(Records)
** Begin **

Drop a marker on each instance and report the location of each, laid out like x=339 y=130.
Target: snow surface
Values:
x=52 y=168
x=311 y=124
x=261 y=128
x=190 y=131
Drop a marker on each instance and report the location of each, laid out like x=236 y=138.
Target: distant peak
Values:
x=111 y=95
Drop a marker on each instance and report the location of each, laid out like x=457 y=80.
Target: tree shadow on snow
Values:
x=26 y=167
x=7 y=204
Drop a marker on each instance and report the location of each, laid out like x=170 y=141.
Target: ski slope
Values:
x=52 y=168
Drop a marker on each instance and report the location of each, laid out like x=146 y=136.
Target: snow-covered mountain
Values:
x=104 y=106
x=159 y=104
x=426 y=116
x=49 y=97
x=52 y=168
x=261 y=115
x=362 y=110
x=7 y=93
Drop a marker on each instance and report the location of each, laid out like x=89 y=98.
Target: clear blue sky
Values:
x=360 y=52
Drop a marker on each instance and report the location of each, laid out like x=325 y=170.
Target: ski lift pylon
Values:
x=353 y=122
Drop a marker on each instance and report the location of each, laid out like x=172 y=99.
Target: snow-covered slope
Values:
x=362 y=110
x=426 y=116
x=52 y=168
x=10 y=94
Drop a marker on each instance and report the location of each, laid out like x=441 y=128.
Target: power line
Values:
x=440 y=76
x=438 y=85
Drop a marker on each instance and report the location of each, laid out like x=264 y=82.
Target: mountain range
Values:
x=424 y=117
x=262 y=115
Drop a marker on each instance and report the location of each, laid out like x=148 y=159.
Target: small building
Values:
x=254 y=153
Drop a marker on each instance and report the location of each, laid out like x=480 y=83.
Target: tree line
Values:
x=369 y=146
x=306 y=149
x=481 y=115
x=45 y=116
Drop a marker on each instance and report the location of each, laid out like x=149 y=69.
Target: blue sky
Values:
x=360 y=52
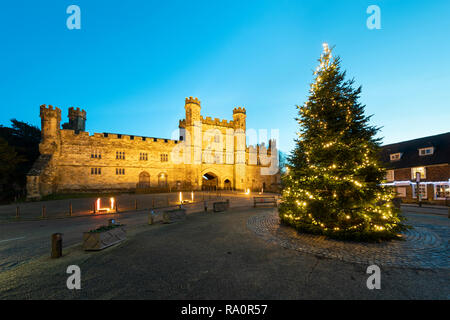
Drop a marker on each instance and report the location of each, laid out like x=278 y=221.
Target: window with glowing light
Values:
x=422 y=191
x=442 y=191
x=426 y=151
x=164 y=157
x=390 y=175
x=395 y=156
x=420 y=170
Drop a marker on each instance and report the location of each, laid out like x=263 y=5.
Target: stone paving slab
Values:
x=424 y=247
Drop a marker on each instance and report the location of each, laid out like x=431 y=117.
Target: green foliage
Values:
x=24 y=140
x=333 y=186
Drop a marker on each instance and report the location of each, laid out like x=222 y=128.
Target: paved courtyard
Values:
x=239 y=255
x=424 y=246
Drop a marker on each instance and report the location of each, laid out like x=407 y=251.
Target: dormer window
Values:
x=396 y=156
x=426 y=151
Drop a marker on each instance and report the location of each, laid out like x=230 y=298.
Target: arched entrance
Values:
x=227 y=184
x=210 y=181
x=144 y=180
x=162 y=180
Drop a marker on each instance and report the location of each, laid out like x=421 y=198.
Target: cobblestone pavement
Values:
x=425 y=246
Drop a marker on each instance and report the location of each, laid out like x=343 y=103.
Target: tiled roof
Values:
x=410 y=152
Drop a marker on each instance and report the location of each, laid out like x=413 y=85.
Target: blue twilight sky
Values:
x=133 y=62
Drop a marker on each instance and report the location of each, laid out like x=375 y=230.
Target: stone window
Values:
x=164 y=157
x=426 y=151
x=96 y=171
x=390 y=175
x=420 y=170
x=96 y=154
x=143 y=156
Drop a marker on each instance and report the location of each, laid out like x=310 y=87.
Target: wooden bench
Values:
x=264 y=200
x=221 y=206
x=170 y=216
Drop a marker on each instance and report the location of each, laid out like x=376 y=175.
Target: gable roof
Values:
x=410 y=152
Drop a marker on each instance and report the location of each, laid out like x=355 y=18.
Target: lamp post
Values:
x=418 y=194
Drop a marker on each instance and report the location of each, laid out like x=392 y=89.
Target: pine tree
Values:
x=334 y=182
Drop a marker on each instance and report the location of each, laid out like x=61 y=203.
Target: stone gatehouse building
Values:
x=210 y=153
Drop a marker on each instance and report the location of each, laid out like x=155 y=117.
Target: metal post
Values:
x=56 y=245
x=150 y=217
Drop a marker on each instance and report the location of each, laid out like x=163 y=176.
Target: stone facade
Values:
x=210 y=153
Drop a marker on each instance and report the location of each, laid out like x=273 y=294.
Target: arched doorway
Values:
x=227 y=184
x=144 y=180
x=210 y=181
x=162 y=180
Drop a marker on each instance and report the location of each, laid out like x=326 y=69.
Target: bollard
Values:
x=150 y=217
x=56 y=245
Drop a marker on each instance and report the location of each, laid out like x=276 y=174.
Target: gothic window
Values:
x=96 y=154
x=143 y=156
x=96 y=171
x=164 y=157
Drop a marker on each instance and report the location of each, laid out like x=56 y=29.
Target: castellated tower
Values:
x=77 y=120
x=239 y=119
x=50 y=129
x=193 y=133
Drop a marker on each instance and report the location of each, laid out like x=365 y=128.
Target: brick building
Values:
x=428 y=157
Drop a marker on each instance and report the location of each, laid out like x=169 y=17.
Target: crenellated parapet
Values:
x=50 y=112
x=192 y=100
x=239 y=110
x=76 y=113
x=217 y=122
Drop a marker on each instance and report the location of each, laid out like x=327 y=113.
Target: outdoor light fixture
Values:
x=99 y=208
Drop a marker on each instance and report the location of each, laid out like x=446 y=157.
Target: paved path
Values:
x=213 y=256
x=425 y=246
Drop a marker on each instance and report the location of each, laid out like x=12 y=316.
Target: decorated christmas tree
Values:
x=334 y=182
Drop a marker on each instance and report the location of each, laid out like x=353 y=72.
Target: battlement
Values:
x=217 y=122
x=69 y=135
x=75 y=113
x=239 y=110
x=192 y=100
x=50 y=112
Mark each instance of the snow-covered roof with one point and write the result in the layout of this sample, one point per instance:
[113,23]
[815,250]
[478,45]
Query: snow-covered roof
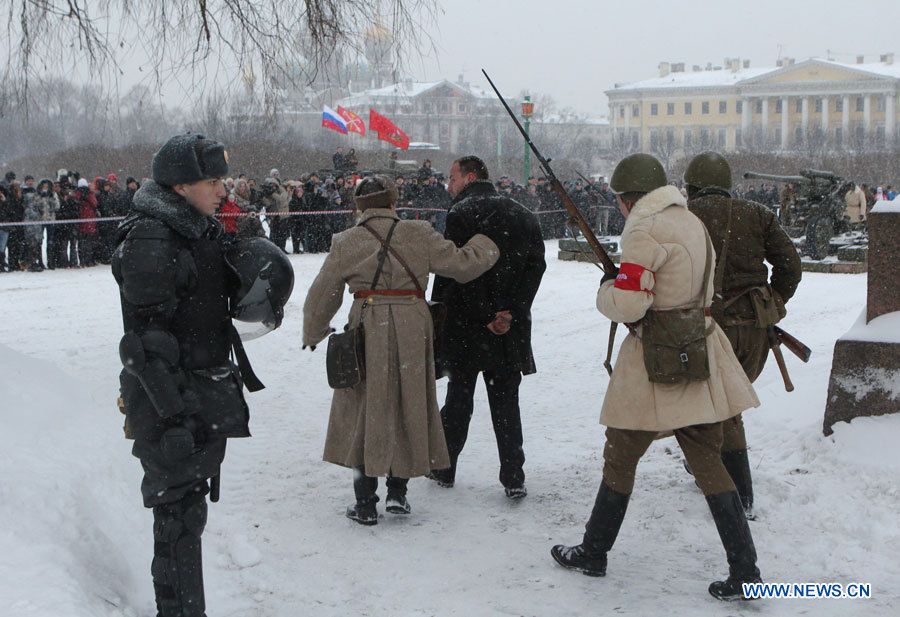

** End **

Locate each line in the entries above that contains the string "snow", and copy every such line in full.

◆ The solution:
Target: snow surface
Target: tree shadow on snow
Target: snow-covered mountain
Target: snow-covered slope
Mark each instance of the snow-covered roof with one point and write the result in the layout of this sample, one point per instance:
Query: snow-covered roof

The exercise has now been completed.